Working data:
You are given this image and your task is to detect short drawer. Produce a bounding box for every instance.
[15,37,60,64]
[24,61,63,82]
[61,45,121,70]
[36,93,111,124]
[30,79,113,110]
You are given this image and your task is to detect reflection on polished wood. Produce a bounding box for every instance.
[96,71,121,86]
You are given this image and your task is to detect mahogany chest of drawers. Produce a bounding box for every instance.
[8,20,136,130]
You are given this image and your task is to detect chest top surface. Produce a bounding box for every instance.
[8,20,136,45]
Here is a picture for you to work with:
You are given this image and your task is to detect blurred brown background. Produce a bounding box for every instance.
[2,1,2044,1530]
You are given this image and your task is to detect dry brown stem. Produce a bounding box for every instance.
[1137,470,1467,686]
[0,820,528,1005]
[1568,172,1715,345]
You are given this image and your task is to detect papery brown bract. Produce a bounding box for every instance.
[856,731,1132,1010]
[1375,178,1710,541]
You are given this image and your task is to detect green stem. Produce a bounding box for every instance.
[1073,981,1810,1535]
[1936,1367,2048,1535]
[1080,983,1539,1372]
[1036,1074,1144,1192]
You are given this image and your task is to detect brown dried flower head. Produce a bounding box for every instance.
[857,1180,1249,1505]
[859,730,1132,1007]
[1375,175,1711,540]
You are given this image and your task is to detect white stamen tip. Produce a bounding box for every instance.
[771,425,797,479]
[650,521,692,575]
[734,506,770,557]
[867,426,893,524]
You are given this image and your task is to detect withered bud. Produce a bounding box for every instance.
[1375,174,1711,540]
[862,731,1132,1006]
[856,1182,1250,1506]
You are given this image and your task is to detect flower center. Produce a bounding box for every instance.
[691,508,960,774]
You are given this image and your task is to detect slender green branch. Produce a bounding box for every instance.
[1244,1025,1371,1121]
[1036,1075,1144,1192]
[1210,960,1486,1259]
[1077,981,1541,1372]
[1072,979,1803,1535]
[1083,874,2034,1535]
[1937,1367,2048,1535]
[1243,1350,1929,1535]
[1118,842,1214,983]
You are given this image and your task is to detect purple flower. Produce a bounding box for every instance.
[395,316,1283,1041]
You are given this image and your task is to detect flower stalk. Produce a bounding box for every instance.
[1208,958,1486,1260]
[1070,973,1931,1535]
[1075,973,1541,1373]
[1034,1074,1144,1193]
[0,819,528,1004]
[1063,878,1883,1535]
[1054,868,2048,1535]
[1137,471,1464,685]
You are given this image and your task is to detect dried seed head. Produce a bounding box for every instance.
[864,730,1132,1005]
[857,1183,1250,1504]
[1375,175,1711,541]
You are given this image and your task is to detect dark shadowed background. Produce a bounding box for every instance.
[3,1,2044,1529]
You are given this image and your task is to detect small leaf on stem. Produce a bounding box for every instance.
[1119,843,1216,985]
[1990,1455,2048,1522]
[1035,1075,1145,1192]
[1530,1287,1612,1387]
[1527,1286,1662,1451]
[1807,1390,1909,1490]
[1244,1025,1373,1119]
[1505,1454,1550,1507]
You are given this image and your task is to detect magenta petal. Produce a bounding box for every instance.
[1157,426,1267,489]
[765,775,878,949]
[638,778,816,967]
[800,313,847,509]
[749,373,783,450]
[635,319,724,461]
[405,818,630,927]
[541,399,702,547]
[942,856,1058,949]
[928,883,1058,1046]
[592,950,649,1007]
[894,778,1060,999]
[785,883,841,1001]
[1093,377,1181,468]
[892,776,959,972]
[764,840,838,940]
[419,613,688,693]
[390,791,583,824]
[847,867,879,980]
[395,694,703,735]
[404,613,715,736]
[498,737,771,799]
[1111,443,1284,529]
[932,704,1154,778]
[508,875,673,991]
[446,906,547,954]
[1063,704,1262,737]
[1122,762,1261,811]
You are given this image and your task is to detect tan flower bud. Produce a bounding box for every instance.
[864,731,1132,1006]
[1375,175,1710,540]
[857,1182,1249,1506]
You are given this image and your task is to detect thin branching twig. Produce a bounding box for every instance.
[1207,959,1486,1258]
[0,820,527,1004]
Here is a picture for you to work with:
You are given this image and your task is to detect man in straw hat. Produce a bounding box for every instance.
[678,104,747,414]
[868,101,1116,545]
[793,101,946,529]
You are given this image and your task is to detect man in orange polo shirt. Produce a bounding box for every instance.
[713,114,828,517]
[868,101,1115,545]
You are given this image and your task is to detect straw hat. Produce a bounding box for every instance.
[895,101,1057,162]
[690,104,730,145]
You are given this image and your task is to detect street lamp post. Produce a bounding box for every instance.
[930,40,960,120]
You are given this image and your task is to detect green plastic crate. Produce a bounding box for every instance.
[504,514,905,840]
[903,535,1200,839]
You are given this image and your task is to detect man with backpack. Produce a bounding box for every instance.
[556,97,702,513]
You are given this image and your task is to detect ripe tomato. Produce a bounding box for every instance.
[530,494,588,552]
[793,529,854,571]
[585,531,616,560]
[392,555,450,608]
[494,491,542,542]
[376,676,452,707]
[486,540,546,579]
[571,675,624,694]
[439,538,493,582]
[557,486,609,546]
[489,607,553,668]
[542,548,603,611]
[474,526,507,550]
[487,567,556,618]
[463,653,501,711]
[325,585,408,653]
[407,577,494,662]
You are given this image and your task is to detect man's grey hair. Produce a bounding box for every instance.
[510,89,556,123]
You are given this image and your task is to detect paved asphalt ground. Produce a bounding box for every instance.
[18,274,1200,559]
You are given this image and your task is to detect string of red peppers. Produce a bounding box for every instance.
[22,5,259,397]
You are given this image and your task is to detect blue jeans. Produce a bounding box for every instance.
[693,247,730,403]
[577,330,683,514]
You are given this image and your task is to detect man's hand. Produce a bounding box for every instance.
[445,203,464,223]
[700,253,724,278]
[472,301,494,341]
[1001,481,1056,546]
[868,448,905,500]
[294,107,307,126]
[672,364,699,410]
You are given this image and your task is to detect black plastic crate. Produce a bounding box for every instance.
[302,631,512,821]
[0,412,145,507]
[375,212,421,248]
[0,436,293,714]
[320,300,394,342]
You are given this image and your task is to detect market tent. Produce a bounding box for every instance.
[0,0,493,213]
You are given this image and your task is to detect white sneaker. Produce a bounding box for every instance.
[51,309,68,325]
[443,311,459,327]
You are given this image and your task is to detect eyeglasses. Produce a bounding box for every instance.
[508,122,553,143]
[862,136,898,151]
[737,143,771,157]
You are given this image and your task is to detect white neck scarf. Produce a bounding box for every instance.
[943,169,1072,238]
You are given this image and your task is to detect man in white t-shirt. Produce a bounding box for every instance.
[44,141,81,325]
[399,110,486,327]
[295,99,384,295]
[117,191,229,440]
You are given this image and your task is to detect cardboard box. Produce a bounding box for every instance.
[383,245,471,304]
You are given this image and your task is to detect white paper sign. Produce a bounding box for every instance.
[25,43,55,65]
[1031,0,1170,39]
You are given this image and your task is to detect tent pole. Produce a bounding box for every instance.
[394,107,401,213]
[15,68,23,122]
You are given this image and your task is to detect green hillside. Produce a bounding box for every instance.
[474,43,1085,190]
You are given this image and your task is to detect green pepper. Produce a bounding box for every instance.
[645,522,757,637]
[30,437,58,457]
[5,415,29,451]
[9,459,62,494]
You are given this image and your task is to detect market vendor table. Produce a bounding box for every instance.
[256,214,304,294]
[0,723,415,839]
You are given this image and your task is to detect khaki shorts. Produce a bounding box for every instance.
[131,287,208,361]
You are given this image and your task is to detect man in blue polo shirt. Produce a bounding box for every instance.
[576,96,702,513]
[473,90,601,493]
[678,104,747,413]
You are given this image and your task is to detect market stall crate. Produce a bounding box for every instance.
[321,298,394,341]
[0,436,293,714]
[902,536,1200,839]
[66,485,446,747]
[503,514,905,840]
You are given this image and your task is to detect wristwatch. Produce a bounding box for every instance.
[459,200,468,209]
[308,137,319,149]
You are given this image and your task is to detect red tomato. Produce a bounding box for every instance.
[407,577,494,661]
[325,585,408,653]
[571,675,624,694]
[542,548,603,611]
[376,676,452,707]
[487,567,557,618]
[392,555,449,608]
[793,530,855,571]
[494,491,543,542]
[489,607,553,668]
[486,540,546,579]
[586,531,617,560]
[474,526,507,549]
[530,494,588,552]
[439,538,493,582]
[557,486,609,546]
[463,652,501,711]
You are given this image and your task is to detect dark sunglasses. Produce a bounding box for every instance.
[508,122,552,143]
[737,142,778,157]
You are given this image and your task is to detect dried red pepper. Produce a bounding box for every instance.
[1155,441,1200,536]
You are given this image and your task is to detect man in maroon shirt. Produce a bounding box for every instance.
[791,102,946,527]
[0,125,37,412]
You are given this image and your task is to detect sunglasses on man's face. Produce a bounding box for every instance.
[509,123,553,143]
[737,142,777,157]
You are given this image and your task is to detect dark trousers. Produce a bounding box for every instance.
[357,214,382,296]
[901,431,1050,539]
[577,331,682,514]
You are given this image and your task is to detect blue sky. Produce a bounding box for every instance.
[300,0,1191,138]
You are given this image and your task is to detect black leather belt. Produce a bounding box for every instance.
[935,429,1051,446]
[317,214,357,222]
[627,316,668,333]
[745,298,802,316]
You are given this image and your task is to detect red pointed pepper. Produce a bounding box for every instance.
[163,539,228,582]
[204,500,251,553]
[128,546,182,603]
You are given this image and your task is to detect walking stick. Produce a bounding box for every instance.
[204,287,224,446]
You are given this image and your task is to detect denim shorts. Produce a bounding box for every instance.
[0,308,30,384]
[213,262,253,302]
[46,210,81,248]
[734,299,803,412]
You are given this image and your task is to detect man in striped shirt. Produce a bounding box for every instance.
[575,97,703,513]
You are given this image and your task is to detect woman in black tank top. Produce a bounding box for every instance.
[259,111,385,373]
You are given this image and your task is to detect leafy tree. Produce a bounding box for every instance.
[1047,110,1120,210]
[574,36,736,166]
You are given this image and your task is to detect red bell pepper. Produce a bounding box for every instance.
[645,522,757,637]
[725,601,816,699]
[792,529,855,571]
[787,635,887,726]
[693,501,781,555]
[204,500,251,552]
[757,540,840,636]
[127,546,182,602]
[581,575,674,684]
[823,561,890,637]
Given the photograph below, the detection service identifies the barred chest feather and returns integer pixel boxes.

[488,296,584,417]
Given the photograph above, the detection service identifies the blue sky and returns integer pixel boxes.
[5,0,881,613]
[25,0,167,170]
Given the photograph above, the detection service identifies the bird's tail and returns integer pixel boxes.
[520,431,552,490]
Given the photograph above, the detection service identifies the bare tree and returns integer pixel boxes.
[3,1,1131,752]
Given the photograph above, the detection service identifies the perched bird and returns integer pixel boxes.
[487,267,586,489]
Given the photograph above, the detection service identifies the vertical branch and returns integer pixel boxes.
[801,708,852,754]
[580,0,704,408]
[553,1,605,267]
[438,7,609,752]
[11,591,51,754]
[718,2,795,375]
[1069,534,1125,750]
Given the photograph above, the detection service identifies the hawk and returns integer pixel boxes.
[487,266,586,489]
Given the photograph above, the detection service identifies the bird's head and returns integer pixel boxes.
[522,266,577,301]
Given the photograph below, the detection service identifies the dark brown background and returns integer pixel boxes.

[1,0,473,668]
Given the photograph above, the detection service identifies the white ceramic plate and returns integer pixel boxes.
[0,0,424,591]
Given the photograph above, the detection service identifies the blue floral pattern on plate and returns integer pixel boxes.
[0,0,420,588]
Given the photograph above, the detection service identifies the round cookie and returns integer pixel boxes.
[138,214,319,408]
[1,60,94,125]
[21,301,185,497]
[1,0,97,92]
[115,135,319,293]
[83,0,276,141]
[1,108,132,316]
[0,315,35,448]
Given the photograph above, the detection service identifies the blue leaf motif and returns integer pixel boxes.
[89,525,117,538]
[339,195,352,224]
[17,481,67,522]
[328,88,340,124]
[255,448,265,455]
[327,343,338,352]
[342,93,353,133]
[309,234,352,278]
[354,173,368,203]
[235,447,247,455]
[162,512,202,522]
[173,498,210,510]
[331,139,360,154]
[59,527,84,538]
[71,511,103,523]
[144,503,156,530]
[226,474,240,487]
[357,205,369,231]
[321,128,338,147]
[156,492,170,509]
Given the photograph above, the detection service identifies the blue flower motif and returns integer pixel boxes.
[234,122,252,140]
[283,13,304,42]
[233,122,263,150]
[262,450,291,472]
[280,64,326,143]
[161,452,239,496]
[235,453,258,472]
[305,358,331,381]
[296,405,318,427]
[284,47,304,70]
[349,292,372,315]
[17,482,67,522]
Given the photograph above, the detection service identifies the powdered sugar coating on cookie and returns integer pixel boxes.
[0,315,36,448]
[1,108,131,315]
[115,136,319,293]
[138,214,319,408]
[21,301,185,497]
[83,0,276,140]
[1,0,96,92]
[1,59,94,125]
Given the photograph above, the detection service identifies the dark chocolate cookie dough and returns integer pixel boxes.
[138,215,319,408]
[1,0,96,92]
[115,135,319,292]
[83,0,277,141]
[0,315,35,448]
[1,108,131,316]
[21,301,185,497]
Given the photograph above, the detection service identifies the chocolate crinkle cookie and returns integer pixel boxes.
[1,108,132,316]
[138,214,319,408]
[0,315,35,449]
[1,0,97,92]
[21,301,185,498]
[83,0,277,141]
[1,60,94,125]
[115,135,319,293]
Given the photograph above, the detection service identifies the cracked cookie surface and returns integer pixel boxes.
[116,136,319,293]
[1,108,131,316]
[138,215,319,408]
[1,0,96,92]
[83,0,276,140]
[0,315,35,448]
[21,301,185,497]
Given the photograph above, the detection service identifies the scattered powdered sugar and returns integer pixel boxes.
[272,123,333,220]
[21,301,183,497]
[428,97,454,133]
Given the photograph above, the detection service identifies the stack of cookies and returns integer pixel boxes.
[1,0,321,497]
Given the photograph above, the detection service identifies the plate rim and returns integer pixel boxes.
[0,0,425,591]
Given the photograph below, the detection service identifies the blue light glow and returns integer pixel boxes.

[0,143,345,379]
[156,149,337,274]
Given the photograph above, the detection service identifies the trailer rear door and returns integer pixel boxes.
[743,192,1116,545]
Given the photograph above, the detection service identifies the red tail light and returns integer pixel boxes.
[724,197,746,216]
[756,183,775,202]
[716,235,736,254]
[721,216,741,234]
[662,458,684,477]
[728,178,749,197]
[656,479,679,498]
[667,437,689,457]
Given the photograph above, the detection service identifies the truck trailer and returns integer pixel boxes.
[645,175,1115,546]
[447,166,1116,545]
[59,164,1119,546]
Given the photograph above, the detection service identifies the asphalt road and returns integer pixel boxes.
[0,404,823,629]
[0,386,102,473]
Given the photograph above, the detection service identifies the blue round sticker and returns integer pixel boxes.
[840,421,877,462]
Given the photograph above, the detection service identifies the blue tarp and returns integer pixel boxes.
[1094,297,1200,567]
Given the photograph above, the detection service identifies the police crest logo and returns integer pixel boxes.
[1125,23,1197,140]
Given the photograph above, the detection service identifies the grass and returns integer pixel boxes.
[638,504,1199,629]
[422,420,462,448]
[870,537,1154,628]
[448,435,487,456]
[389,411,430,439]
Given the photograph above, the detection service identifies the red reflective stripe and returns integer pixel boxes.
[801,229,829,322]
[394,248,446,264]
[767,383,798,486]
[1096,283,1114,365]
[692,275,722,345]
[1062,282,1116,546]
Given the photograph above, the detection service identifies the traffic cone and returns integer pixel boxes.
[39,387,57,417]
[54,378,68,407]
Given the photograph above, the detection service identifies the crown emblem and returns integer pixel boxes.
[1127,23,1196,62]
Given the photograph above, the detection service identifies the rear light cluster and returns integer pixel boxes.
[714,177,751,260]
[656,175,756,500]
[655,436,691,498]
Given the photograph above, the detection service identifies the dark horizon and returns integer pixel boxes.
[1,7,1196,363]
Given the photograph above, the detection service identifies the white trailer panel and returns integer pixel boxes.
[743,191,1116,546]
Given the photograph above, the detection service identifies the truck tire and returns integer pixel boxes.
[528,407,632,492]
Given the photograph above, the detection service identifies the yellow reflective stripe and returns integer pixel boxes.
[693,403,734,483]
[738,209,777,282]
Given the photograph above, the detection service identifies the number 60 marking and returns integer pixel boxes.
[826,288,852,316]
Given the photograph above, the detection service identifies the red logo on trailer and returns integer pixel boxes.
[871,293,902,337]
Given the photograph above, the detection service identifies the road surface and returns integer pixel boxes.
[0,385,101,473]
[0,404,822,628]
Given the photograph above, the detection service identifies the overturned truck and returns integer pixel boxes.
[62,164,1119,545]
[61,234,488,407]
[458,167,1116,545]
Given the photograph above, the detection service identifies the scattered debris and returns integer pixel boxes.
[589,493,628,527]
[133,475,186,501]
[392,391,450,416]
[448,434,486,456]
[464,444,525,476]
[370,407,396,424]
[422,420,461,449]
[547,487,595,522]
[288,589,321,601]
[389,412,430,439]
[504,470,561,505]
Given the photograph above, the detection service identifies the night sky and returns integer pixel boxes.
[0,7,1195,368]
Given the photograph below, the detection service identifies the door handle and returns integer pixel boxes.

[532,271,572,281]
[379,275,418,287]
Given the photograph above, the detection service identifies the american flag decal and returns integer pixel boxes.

Problem description:
The line containing "road surface and returns integer pixel boxes." and every line after it, up to and including the last line of the records, should be reproduced exactly, with nothing else.

Written answer:
Given the photograph above, the detection service identifies the road surface and returns integer pixel boxes.
[0,385,101,473]
[0,404,822,628]
Given the photograph above, the detection service identifies the overturned truck and returns integer pixel boxes.
[62,164,1119,545]
[61,234,488,407]
[458,167,1116,545]
Given the photograph above, the detection service identifies the scattered debris and returns integer pixel boxes.
[589,493,628,527]
[133,475,186,501]
[392,391,450,416]
[448,434,486,456]
[464,444,525,476]
[370,407,396,424]
[422,420,461,449]
[547,487,595,522]
[288,589,321,601]
[389,412,430,439]
[504,470,561,505]
Given the photograph above, the detection service identifies the night sky and returns integer pixel boxes.
[0,7,1195,368]
Given the photograph below, the detection service identifies the door handle and returns integer pixel boxes.

[532,271,572,281]
[379,275,418,287]
Given the photograph above, the detection service identifies the american flag decal and returns integer pixel boxes.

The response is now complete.